=== Section Start ===

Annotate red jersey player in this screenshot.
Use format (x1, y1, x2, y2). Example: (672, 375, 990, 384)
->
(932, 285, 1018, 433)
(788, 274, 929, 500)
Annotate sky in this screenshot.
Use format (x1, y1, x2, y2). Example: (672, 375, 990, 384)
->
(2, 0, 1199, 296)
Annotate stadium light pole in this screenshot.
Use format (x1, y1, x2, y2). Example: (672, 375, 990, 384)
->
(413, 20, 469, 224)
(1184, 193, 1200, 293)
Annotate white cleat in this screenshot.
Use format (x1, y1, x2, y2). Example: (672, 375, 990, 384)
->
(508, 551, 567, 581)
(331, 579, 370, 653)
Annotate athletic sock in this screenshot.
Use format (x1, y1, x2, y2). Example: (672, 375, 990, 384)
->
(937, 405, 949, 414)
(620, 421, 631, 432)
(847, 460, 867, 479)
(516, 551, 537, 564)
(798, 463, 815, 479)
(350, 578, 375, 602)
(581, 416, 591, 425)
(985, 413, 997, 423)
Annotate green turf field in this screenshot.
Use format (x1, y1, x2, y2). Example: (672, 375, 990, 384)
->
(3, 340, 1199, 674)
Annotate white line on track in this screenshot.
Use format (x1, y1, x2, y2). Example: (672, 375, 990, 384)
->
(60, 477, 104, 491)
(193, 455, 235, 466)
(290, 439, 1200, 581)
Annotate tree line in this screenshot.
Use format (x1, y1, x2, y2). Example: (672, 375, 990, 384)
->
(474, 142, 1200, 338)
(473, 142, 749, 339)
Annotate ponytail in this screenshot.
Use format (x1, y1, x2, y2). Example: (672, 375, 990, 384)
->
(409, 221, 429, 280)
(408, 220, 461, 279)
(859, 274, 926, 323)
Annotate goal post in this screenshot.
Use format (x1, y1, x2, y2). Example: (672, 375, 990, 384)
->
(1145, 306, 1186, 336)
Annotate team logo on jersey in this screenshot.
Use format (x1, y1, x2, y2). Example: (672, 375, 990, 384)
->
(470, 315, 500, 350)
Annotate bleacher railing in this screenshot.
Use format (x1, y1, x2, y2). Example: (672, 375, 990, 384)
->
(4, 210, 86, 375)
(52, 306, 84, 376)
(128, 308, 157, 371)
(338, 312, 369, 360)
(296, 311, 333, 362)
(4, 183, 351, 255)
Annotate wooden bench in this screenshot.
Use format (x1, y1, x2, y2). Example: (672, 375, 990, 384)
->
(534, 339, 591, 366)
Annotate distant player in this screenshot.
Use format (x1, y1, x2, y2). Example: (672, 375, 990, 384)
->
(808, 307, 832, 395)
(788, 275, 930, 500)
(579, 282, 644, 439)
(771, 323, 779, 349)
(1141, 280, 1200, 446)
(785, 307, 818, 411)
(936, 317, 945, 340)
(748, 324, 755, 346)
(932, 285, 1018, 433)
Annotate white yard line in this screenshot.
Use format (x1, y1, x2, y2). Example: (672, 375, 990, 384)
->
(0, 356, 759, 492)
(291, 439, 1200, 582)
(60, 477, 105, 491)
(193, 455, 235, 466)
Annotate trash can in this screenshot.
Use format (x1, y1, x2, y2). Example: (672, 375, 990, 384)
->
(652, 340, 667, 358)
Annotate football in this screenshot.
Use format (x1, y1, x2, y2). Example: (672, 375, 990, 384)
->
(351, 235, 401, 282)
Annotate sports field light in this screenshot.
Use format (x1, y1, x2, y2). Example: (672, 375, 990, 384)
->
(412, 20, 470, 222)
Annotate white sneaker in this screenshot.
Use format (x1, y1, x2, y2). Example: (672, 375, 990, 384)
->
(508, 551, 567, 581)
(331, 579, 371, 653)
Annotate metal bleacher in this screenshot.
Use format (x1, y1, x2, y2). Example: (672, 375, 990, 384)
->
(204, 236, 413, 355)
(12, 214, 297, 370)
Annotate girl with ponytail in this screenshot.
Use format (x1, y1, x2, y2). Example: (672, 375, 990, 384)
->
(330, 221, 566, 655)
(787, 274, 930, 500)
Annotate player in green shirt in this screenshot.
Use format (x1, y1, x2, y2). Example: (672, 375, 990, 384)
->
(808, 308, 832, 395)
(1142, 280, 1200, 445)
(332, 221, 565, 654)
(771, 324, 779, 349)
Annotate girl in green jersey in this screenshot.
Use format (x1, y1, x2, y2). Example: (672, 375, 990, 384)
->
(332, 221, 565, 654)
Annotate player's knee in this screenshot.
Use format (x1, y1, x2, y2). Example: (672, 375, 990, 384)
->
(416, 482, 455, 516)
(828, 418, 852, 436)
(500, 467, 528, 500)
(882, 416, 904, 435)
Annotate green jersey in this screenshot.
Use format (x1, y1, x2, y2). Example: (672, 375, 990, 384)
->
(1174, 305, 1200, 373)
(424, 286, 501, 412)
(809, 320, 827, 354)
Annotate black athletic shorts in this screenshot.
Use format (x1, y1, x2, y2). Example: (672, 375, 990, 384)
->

=== Section End ===

Instructions for the task ▸ Every entry, from the first line to the last, should be retyped exactly.

Solution to this problem ▸
Annotate red jersey player in this screenshot.
Use format (x1, y1, x2, y2). Example: (672, 375, 990, 384)
->
(932, 285, 1018, 433)
(788, 274, 929, 500)
Annotate sky in this screenshot.
Use format (x1, y1, x2, y2). Example: (672, 375, 990, 384)
->
(2, 0, 1199, 296)
Annotate stadium light pole in this screenshot.
Use format (x1, y1, x2, y2). Example: (672, 375, 990, 384)
->
(413, 20, 469, 224)
(1184, 193, 1200, 293)
Annotate white cleat in this screenshot.
Use format (x1, y1, x2, y2). Example: (672, 375, 990, 384)
->
(508, 551, 567, 581)
(331, 579, 370, 653)
Annotate athletic sock in this screenshot.
Use format (x1, y1, x2, y2). Example: (672, 375, 990, 384)
->
(937, 405, 949, 414)
(620, 421, 631, 432)
(847, 460, 867, 479)
(516, 551, 537, 564)
(798, 463, 815, 479)
(350, 578, 375, 602)
(581, 416, 591, 425)
(985, 413, 997, 423)
Annotate green turf field in this screenshot.
Use format (x1, y1, x2, y2). Example: (672, 375, 990, 384)
->
(3, 340, 1199, 674)
Annotate white line on track in this screenshot.
Use format (x1, y1, x2, y2). Example: (672, 375, 990, 384)
->
(60, 477, 104, 491)
(193, 455, 235, 466)
(290, 439, 1200, 581)
Annotate tree line in this screenshot.
Use format (x1, y1, x2, y2). Example: (672, 375, 990, 384)
->
(474, 142, 1200, 338)
(473, 142, 749, 339)
Annotate ponytail in this screenshot.
Use format (x1, y1, x2, y2). Example: (672, 375, 990, 384)
->
(409, 221, 429, 280)
(408, 220, 461, 279)
(859, 274, 926, 323)
Annotate goal post in this screenshot.
Use format (x1, y1, x2, y2). Example: (672, 375, 990, 384)
->
(1145, 306, 1186, 336)
Annotate team logo on jersey in this screenshot.
Use format (x1, y1, x2, y2). Example: (672, 375, 990, 384)
->
(470, 315, 500, 350)
Annotate bleacher railing in this screenshot.
Use format (x1, y1, x2, y2). Example: (672, 375, 990, 384)
->
(4, 210, 86, 375)
(52, 306, 84, 376)
(128, 308, 157, 371)
(338, 312, 369, 360)
(296, 311, 333, 362)
(4, 183, 351, 255)
Annotate wooden bench in this screenshot.
Use format (x1, y1, x2, y2). Example: (672, 375, 990, 384)
->
(534, 339, 591, 366)
Annotate distant player in this screenshot.
Use format (x1, y1, x2, y2). Example: (672, 375, 990, 384)
->
(808, 307, 832, 395)
(788, 275, 930, 500)
(579, 282, 644, 439)
(771, 323, 779, 349)
(1141, 280, 1200, 446)
(785, 307, 818, 411)
(936, 317, 945, 340)
(748, 324, 755, 346)
(932, 285, 1018, 433)
Annotate white yard line in this screenshot.
Use format (x1, y1, x2, y2). Example: (672, 375, 990, 384)
->
(0, 356, 759, 492)
(291, 439, 1200, 582)
(60, 477, 105, 491)
(193, 455, 235, 466)
Annotate trash can in this screenshot.
Use format (x1, y1, x2, y2). Example: (672, 375, 990, 384)
->
(652, 340, 667, 358)
Annotate football in this screenshot.
Use format (x1, y1, x2, y2). Example: (672, 375, 990, 384)
->
(351, 235, 401, 282)
Annotate sports field light in this screenshot.
Use format (x1, y1, x2, y2). Example: (672, 375, 990, 384)
->
(412, 20, 470, 222)
Annotate white sneaker in this screenshot.
Use format (x1, y1, x2, y2). Example: (672, 375, 990, 384)
->
(508, 551, 567, 581)
(331, 579, 371, 653)
Annotate metal bleacher in this screenshot.
Use format (x1, y1, x2, y2). Example: (672, 375, 990, 384)
->
(204, 236, 413, 355)
(12, 214, 297, 370)
Annotate girl with ponytail in this screenshot.
Use format (x1, y1, x2, y2). Example: (672, 375, 990, 384)
->
(330, 221, 566, 655)
(787, 274, 930, 500)
Annotate player in green shirt in this screenshot.
Use format (x1, y1, x2, y2). Example: (672, 375, 990, 384)
->
(808, 308, 832, 395)
(1142, 280, 1200, 445)
(332, 221, 565, 654)
(771, 324, 779, 349)
Annotate girl in green jersey in this screenshot.
Use format (x1, y1, x2, y2). Example: (672, 375, 990, 384)
->
(332, 221, 565, 654)
Annotate player's knee in this screenshot.
Use format (x1, y1, x2, y2). Example: (672, 375, 990, 384)
->
(416, 482, 455, 516)
(828, 418, 852, 436)
(500, 467, 528, 500)
(882, 416, 904, 435)
Annotate green jersey in this screenshot.
Use format (x1, y1, x2, y2). Example: (672, 375, 990, 384)
->
(1174, 305, 1200, 373)
(424, 286, 501, 412)
(809, 320, 827, 354)
Annotate black athletic shorts in this screenshot.
Use format (x1, y1, x2, y2). Example: (672, 375, 990, 384)
->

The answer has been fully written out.